Stated goal | Give back the material starting at the line that contains "Task: indicate the ceiling air" and ending at the line that contains "<point>421,234</point>", and change "nightstand" to "bedside table" in it while keeping everything else the same.
>> Start Exercise inputs
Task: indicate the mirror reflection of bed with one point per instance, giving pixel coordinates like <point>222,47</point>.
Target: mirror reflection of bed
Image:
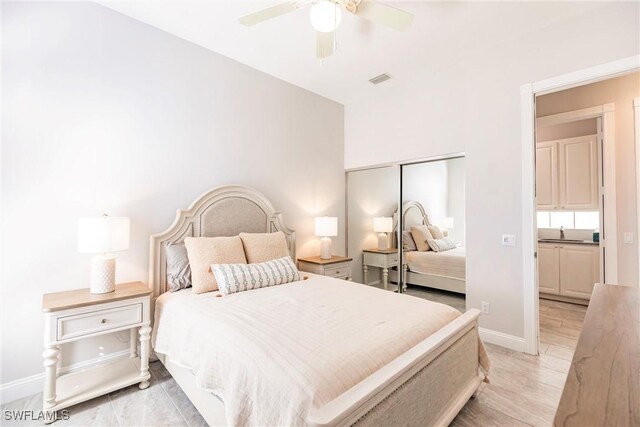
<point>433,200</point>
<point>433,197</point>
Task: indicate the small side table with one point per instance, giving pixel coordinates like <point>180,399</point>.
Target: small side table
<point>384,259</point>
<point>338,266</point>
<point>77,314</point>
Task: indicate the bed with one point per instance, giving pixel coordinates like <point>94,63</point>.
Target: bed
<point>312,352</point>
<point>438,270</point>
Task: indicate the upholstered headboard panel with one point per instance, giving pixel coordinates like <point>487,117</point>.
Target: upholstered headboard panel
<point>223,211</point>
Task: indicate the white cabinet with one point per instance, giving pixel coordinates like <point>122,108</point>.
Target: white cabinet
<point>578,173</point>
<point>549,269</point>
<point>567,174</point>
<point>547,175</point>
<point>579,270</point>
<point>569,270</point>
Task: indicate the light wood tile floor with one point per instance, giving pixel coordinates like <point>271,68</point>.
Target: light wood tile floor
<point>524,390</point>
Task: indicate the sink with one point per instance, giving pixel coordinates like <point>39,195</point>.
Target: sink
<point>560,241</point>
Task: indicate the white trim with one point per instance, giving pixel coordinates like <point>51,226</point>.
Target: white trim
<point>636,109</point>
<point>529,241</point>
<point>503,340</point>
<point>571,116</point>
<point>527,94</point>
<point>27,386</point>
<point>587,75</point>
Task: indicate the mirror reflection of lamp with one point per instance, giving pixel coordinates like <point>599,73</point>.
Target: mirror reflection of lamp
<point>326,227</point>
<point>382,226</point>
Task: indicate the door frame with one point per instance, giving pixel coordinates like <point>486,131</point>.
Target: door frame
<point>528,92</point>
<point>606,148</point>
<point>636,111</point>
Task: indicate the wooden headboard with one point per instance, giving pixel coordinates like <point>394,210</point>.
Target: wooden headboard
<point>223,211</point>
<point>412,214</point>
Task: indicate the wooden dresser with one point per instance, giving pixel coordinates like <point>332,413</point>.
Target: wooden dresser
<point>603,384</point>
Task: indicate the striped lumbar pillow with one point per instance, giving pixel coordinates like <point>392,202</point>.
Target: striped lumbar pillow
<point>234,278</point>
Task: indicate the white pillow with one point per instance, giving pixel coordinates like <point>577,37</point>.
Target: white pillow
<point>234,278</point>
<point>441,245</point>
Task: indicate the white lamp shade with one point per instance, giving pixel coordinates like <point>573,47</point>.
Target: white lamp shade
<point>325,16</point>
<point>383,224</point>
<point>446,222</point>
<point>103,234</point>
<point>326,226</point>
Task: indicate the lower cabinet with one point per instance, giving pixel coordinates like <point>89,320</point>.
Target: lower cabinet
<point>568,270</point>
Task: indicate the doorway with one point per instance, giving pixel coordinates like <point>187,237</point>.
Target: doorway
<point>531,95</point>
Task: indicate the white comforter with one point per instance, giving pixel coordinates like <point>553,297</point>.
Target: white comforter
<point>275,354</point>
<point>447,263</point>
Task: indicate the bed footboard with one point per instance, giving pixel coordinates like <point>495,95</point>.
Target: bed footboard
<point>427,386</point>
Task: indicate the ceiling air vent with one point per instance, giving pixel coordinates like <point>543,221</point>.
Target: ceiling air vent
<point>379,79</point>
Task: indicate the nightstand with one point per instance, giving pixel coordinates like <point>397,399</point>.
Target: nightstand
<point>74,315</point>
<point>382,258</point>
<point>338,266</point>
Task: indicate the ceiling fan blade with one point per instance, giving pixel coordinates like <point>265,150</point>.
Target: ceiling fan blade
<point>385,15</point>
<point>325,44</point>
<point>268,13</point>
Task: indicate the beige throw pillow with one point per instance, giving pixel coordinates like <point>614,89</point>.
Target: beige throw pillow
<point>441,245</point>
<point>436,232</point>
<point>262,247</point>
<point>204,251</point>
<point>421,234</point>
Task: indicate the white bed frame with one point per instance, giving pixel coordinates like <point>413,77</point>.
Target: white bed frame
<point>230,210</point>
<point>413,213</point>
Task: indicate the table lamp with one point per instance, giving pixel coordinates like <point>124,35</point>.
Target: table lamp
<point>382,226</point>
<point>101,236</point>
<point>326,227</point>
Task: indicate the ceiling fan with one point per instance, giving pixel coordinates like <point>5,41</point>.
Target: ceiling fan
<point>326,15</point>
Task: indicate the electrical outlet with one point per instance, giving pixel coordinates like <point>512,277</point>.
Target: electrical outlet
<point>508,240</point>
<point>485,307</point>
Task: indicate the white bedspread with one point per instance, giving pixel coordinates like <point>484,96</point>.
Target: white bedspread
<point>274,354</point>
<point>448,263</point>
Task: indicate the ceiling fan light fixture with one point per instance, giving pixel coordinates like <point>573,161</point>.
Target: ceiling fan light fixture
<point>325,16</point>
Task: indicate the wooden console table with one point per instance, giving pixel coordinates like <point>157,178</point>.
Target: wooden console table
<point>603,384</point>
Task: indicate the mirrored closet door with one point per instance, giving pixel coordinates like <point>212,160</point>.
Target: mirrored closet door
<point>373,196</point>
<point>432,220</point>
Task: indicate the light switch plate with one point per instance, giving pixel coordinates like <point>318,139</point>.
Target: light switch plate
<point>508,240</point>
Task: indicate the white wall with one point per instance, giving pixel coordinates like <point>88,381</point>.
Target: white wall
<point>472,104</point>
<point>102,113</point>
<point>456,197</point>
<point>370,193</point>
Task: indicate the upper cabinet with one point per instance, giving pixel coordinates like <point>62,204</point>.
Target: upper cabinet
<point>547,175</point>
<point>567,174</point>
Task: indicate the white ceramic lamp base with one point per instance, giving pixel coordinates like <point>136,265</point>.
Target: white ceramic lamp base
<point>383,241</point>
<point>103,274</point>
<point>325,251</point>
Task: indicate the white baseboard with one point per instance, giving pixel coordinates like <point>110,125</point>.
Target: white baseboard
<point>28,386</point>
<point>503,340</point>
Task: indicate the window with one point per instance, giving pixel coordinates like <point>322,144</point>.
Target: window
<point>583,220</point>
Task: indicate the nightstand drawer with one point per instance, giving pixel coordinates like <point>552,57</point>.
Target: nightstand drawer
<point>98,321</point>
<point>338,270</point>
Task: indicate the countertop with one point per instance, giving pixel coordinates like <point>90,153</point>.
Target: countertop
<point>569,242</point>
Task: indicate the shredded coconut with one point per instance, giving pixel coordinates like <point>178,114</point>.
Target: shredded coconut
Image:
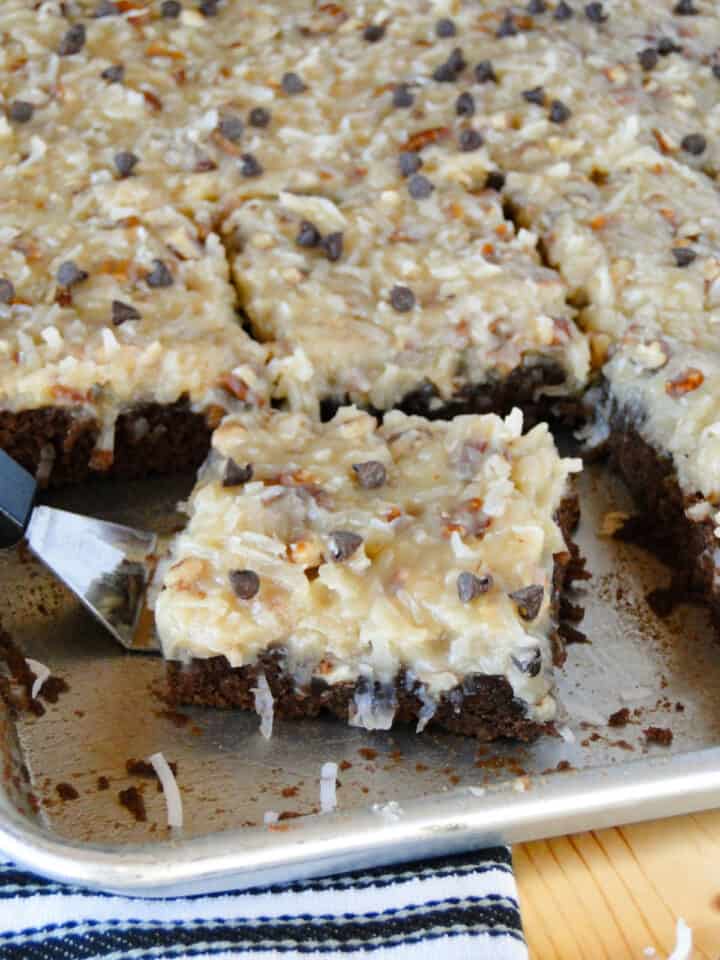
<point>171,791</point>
>> End Exercise inputs
>> Start Exercise inputs
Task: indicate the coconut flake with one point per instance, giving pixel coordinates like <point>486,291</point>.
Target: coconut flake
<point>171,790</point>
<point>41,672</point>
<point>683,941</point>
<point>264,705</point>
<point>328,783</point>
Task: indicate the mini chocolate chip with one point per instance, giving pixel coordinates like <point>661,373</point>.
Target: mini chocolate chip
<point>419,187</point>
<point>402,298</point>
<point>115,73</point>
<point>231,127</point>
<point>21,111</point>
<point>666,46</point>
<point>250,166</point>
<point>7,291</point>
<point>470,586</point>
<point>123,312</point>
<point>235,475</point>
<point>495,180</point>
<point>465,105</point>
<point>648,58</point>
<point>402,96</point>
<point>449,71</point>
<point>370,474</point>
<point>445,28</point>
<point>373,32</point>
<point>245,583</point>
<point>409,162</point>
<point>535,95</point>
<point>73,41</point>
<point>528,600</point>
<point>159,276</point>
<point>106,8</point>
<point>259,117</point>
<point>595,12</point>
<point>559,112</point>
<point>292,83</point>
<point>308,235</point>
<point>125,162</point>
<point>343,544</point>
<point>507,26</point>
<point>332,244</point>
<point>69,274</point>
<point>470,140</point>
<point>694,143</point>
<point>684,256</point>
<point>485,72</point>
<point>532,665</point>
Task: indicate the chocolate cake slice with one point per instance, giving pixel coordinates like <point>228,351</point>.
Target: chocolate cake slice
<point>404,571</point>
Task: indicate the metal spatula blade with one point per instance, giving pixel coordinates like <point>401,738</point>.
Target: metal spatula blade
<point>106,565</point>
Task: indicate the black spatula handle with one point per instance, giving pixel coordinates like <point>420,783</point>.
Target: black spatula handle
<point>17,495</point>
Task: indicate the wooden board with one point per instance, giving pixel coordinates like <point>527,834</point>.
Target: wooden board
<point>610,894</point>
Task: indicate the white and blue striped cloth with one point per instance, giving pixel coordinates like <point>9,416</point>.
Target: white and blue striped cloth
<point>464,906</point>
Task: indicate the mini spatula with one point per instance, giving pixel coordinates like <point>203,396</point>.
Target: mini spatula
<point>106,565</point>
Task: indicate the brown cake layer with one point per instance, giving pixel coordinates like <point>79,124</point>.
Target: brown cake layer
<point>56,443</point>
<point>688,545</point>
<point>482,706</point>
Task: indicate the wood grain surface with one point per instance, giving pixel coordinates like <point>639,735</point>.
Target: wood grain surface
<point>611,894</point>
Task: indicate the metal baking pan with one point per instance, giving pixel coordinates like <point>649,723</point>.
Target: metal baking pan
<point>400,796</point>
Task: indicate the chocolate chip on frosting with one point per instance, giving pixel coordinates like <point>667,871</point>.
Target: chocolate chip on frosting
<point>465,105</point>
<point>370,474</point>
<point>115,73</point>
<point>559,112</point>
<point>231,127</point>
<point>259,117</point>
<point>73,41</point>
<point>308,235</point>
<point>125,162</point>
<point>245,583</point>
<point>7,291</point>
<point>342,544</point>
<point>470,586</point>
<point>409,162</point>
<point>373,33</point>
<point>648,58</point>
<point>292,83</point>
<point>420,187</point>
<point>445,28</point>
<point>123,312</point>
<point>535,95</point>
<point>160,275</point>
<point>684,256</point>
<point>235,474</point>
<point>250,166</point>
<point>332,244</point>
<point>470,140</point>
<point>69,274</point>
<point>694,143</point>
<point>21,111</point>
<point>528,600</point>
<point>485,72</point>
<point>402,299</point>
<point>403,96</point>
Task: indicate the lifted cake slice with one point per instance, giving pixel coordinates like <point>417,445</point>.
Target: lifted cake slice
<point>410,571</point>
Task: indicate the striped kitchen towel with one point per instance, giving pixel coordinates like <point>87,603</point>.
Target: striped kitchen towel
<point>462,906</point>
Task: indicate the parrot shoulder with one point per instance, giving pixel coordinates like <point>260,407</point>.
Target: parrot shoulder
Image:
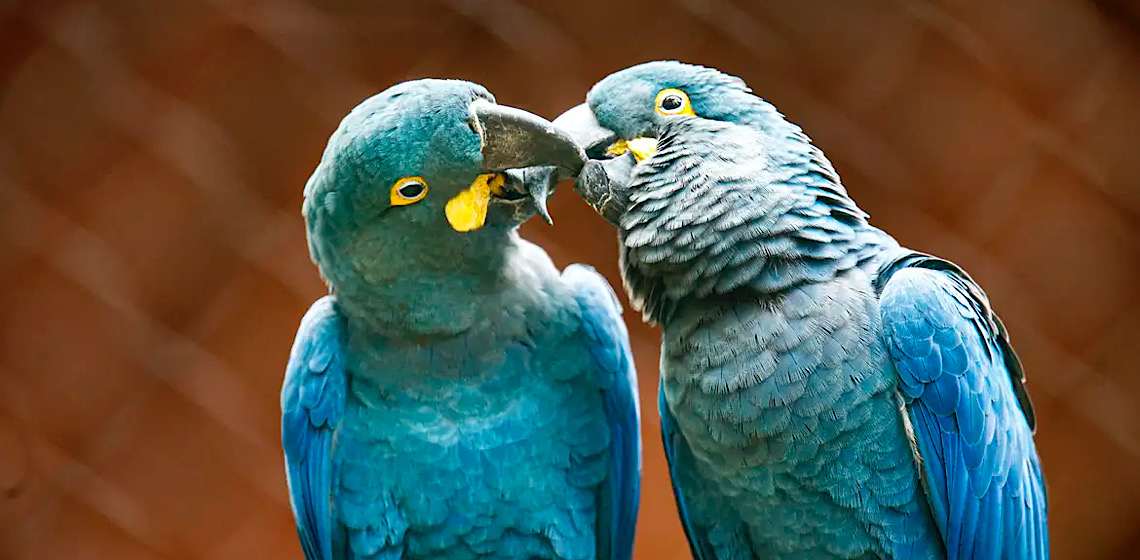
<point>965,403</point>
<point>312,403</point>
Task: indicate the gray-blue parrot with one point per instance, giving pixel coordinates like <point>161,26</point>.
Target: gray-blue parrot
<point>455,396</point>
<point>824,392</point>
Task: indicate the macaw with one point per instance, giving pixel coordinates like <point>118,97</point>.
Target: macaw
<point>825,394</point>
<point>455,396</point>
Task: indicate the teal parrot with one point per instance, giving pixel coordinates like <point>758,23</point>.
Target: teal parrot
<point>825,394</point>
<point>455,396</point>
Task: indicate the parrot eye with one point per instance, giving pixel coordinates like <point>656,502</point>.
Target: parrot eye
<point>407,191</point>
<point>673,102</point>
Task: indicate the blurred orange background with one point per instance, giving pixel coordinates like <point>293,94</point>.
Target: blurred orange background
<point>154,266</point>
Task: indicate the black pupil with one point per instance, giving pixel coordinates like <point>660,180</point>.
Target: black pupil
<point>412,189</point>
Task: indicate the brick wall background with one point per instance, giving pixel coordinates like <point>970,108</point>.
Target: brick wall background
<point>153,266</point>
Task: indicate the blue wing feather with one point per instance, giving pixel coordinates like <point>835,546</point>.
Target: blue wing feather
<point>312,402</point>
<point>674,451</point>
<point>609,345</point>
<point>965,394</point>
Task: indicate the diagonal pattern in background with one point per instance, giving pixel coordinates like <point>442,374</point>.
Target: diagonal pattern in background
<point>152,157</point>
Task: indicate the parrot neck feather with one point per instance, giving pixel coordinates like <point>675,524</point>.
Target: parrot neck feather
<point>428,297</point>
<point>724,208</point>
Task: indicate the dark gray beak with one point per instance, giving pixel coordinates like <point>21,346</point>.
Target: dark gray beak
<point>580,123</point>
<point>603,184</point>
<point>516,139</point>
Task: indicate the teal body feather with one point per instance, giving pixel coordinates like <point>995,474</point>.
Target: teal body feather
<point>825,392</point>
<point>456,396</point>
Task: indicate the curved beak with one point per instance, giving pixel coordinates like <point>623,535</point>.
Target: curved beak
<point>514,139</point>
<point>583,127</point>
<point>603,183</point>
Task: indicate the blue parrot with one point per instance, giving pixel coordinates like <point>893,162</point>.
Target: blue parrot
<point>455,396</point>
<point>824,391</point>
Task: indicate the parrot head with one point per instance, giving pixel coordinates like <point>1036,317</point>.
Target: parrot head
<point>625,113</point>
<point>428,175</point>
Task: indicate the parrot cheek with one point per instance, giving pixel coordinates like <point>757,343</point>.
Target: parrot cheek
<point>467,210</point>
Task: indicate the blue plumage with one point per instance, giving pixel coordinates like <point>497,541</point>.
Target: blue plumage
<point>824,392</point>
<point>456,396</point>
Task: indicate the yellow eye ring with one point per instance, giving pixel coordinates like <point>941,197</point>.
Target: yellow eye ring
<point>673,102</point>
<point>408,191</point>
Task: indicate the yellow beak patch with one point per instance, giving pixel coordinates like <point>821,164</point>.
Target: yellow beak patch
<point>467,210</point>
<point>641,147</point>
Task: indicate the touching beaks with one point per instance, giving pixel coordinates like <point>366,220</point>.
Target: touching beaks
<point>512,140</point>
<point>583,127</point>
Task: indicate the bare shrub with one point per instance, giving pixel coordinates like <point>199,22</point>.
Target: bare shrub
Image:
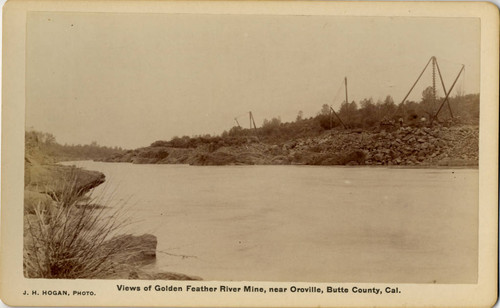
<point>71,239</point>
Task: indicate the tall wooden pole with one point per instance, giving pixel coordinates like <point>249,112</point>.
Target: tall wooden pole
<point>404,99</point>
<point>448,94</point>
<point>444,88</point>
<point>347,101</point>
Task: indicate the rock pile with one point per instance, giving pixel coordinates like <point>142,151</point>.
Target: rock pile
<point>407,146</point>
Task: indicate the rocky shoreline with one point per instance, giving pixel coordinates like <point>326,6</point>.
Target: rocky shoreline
>> End Exercise inputs
Exercise solution |
Task: indicate the ceiling air vent with one point per instance, giving pixel coordinates like <point>543,221</point>.
Target: ceiling air vent
<point>379,79</point>
Task: indicate the bedside table with one point per instance, giving pixel coordinates like <point>397,399</point>.
Target: bedside table
<point>74,315</point>
<point>382,258</point>
<point>338,266</point>
Task: indicate the ceiling fan blade with one point per instance, giving pixel coordinates like <point>265,150</point>.
Target: ceiling fan blade
<point>385,15</point>
<point>325,44</point>
<point>268,13</point>
Task: indicate the beige throw pillow with one point per instance, giving pixel coordinates like <point>614,89</point>.
Target: beige throw pillow
<point>441,245</point>
<point>436,232</point>
<point>262,247</point>
<point>204,251</point>
<point>421,234</point>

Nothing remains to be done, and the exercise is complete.